TEXTE À LIRE:
-*-

La grande exposition estivale d’art contemporain à Montpellier, première de cette importance dans le sud de la France pour le grand plasticien français Kader Attia, est impressionnante d’ambition, de cohérence, et d’impact. Mais le propos de Kader Attia finit par laisser perplexe : peut-on alerter sur les tourments du monde, en recourant à une esthétique imperturbablement gratifiante, sage et attendue, finalement toute apaisante ?
Traverser une grande salle entière du Mo.Co. sous une sorte de forêt suspendue au plafond, faite d’un amalgame de dizaines de prothèses de membres humains : voilà qui ne laisse pas indifférent. La grande exposition monographique consacrée tout cet été 2024 à Kader Attia, est pourvoyeuse de fortes sensations immersives. On en a pour son argent. Elle porte un titre : Descente au paradis.
C’est un titre qui suggère très bien en quoi cette exposition se présente comme un parcours méthodiquement pensé. L’artiste l’a élaboré en séjournant abondamment à Montpellier, pour y collaborer au plus près des équipes de l’établissement. Cette proximité rare se sent. Le résultat est là. Numa Hambursin, qui dirige le Mo.Co souligne « l’ambition » – c’est son mot – de cette réalisation exceptionnelle. Elle habite tout l’espace, en invitant à une déambulation dans les volumes très singuliers du Mo.Co.

-*-

ENREGISTREMENTS FOURNIS:

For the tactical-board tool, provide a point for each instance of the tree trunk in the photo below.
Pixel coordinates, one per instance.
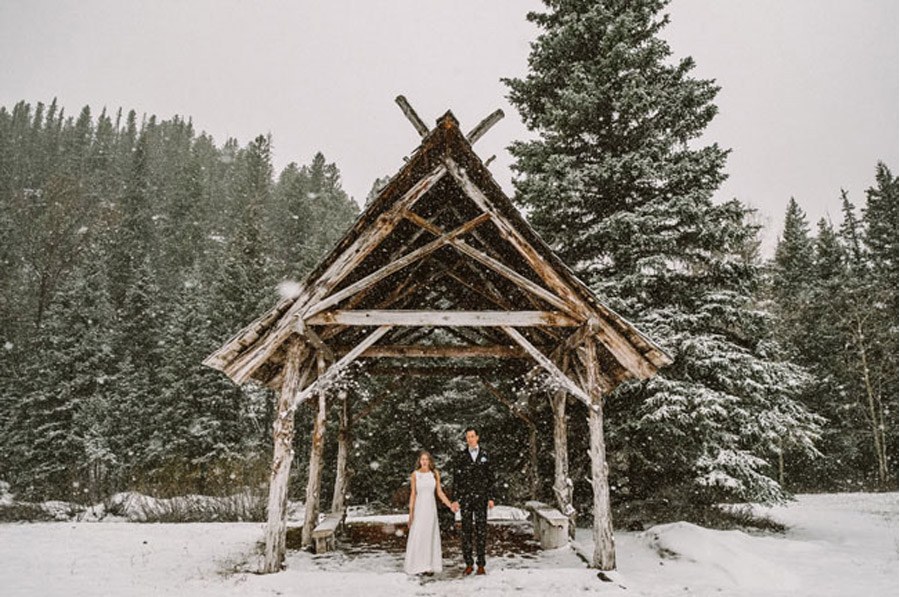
(874, 408)
(283, 437)
(341, 480)
(562, 486)
(316, 451)
(532, 463)
(604, 541)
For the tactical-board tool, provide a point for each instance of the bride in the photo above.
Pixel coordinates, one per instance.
(423, 546)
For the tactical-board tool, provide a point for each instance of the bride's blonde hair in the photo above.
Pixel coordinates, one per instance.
(431, 465)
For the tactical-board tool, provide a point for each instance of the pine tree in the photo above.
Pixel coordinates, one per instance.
(619, 187)
(793, 279)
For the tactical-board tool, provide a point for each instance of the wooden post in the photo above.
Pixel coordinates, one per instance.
(604, 542)
(533, 475)
(314, 482)
(283, 437)
(341, 481)
(562, 487)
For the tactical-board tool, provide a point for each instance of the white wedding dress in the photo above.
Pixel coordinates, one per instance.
(423, 546)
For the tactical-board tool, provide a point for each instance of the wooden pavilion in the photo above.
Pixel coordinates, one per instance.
(440, 265)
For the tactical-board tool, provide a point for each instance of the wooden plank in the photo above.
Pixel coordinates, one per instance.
(442, 318)
(547, 364)
(484, 126)
(332, 372)
(411, 115)
(439, 351)
(395, 266)
(441, 370)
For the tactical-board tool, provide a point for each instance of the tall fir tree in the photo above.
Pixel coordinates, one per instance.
(617, 183)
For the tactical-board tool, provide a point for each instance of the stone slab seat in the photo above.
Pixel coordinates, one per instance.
(551, 527)
(323, 534)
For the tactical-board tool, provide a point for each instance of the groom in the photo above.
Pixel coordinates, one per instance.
(473, 489)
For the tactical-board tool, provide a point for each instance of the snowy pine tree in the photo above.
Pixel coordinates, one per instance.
(619, 187)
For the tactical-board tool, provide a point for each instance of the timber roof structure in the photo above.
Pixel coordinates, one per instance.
(441, 265)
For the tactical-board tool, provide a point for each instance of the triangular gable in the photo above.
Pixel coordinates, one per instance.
(445, 157)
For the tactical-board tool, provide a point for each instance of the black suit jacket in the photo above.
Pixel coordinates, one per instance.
(473, 482)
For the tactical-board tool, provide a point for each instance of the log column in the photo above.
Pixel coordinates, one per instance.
(316, 451)
(341, 480)
(283, 437)
(562, 487)
(604, 542)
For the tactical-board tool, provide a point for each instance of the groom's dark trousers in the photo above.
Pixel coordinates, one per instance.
(473, 486)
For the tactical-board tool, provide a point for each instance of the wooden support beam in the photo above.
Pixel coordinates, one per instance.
(562, 484)
(341, 475)
(439, 351)
(283, 437)
(604, 556)
(548, 365)
(395, 266)
(411, 115)
(313, 338)
(327, 376)
(316, 452)
(497, 266)
(438, 371)
(400, 292)
(484, 126)
(543, 269)
(442, 318)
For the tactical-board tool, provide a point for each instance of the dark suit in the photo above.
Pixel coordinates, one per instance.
(473, 487)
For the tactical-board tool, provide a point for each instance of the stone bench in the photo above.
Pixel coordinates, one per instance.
(551, 527)
(323, 534)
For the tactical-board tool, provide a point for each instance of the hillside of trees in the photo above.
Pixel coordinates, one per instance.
(131, 247)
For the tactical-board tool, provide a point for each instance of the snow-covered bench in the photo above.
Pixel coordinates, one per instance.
(323, 534)
(551, 527)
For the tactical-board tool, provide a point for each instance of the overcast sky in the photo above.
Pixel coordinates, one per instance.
(809, 98)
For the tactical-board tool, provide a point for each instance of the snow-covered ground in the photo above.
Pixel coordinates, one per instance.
(837, 545)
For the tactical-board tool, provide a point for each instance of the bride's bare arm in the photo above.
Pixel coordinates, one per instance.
(412, 497)
(440, 491)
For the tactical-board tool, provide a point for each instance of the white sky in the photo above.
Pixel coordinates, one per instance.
(809, 98)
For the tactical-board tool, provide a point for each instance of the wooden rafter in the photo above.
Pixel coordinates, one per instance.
(396, 266)
(484, 126)
(500, 267)
(442, 318)
(411, 115)
(243, 367)
(439, 351)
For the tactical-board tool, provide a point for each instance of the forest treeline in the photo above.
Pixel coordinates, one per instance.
(130, 249)
(133, 248)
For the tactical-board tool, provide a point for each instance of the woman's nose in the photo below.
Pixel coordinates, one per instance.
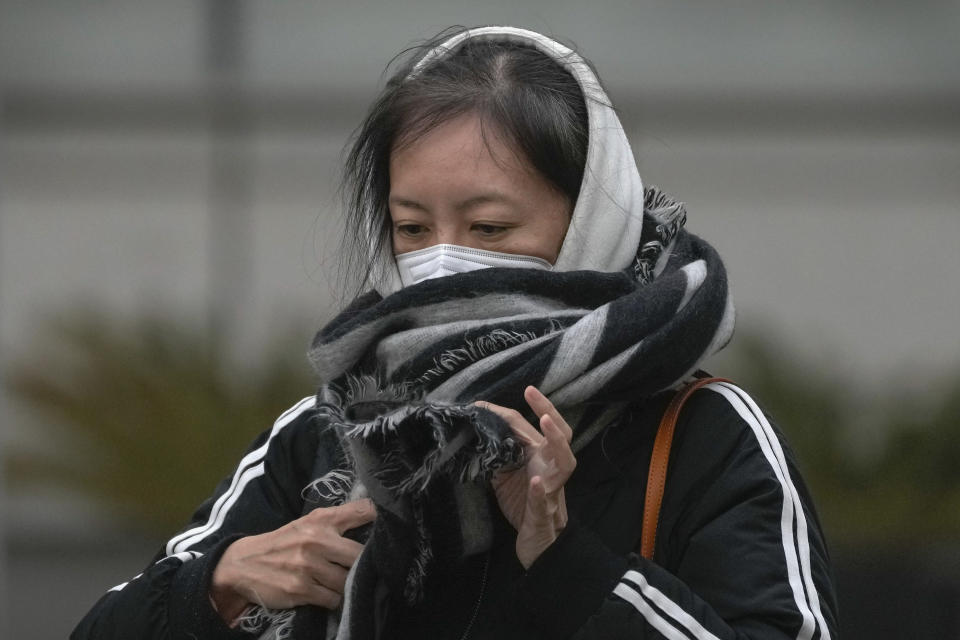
(449, 235)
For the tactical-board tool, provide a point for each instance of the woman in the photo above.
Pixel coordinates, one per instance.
(475, 461)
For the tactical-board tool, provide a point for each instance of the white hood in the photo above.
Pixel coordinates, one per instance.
(604, 231)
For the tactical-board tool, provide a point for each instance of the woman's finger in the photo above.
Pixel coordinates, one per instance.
(542, 406)
(557, 448)
(518, 424)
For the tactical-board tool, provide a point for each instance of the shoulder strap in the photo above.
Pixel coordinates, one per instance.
(659, 459)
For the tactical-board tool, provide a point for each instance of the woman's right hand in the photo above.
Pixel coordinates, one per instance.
(303, 562)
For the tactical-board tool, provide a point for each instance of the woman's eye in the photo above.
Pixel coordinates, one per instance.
(410, 230)
(488, 229)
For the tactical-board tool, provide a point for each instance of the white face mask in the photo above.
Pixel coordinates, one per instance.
(446, 259)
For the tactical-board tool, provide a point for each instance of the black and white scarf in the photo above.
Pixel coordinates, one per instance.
(399, 374)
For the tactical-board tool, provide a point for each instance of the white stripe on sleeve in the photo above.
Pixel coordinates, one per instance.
(241, 478)
(765, 433)
(652, 617)
(182, 557)
(669, 607)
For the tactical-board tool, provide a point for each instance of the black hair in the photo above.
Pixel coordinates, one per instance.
(518, 92)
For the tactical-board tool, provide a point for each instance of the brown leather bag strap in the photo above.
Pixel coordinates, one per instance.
(659, 459)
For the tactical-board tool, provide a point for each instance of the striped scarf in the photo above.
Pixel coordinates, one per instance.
(399, 374)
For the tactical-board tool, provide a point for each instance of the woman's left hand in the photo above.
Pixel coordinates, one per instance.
(531, 497)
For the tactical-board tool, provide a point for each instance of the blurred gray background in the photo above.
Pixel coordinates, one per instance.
(179, 160)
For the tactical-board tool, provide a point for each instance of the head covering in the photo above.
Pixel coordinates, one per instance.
(607, 219)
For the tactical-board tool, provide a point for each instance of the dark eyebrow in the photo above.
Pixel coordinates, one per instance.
(484, 198)
(404, 202)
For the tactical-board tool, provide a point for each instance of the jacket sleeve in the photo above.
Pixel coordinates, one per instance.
(170, 598)
(738, 532)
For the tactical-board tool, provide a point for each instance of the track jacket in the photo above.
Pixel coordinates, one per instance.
(739, 552)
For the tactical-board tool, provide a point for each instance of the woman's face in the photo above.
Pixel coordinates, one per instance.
(451, 186)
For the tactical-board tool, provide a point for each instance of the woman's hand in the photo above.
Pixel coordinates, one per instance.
(303, 562)
(532, 497)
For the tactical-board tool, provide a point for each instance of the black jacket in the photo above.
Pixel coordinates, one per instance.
(739, 553)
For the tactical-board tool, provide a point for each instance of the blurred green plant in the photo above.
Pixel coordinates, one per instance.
(146, 415)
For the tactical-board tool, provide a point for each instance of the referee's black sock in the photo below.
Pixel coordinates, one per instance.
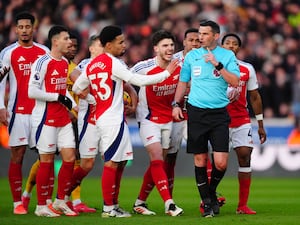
(216, 177)
(202, 184)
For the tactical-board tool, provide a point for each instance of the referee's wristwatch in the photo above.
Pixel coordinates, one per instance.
(175, 104)
(219, 66)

-*-

CONSIGNES:
1. Selon le texte, quel titre porte l'exposition consacrée à Kader Attia ?
2. Recopiez les lignes des enregistrements en décalant de 105 chaque nombre des coordonnées de pixels données en réponse. Partez de la ligne qui contient « sock in the photo below. », incluse, et allez jusqu'à la fin des enregistrements, sans reproduire les images.
Le texte et les enregistrements n'ont aucun rapport entre eux.

RÉPONSES AUX CONSIGNES:
1. Descente au paradis.

2.
For the tactical-board tool, provide a point for each instance of the referee's black sock in the photo below.
Pixel coordinates, one per instance.
(321, 282)
(307, 289)
For the tactical-board tool, provide a point for each instance of the referee's wristwatch in the photo above.
Pixel coordinates, one per instance.
(280, 209)
(324, 171)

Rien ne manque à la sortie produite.